Exercise goal ::
The answer should hold only the lines from the one that contains "Expected: a point placed on each instance of the knife handle" through the last line of the material, repeated exactly, without pictures.

Listed records below:

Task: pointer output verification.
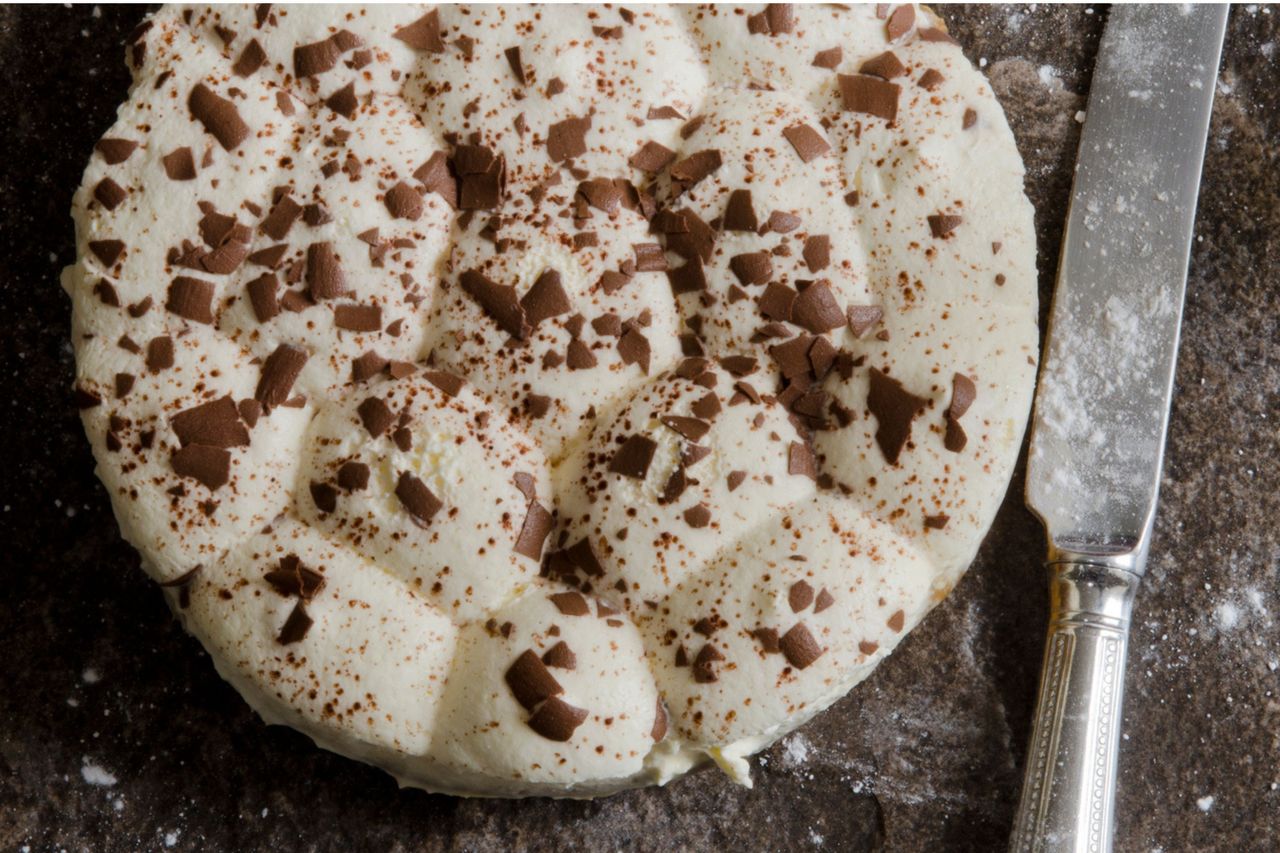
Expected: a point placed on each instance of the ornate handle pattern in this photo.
(1069, 789)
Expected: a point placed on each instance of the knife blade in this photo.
(1102, 404)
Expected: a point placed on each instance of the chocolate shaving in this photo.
(159, 354)
(567, 140)
(296, 626)
(357, 318)
(250, 59)
(191, 299)
(106, 250)
(209, 465)
(179, 164)
(800, 460)
(800, 596)
(871, 95)
(423, 33)
(864, 318)
(634, 456)
(324, 276)
(533, 532)
(417, 498)
(295, 579)
(561, 656)
(279, 372)
(218, 115)
(799, 647)
(530, 682)
(375, 415)
(886, 65)
(517, 67)
(403, 203)
(557, 720)
(544, 299)
(894, 407)
(353, 477)
(570, 603)
(807, 141)
(816, 309)
(214, 424)
(498, 301)
(652, 156)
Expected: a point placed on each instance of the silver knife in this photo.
(1102, 405)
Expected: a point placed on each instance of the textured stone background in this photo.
(99, 685)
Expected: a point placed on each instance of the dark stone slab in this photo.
(924, 756)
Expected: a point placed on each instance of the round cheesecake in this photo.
(548, 400)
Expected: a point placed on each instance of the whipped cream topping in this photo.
(545, 400)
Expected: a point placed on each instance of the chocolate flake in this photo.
(417, 498)
(106, 250)
(324, 274)
(209, 465)
(739, 213)
(799, 647)
(517, 67)
(296, 626)
(886, 65)
(634, 456)
(214, 424)
(292, 578)
(533, 532)
(561, 656)
(423, 33)
(698, 516)
(652, 156)
(894, 407)
(807, 141)
(817, 252)
(544, 299)
(567, 140)
(800, 596)
(159, 354)
(498, 301)
(864, 318)
(279, 372)
(403, 203)
(752, 268)
(375, 415)
(871, 95)
(263, 295)
(179, 164)
(942, 224)
(557, 720)
(191, 299)
(250, 59)
(109, 194)
(219, 117)
(530, 682)
(816, 309)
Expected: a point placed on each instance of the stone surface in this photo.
(115, 733)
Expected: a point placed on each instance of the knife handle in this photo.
(1068, 799)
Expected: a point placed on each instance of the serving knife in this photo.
(1102, 404)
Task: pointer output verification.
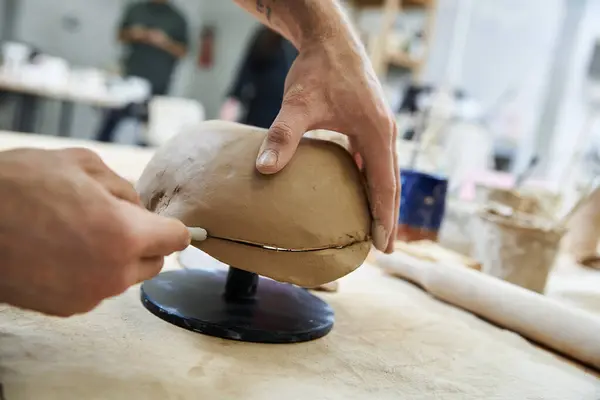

End of Listed records.

Result of this exercise ::
Expected: a point placed on each instance of the knife handle in this photo.
(1068, 799)
Expected: a point placed on each instance of the serving knife in this photo.
(1102, 404)
Task: pointer output verification.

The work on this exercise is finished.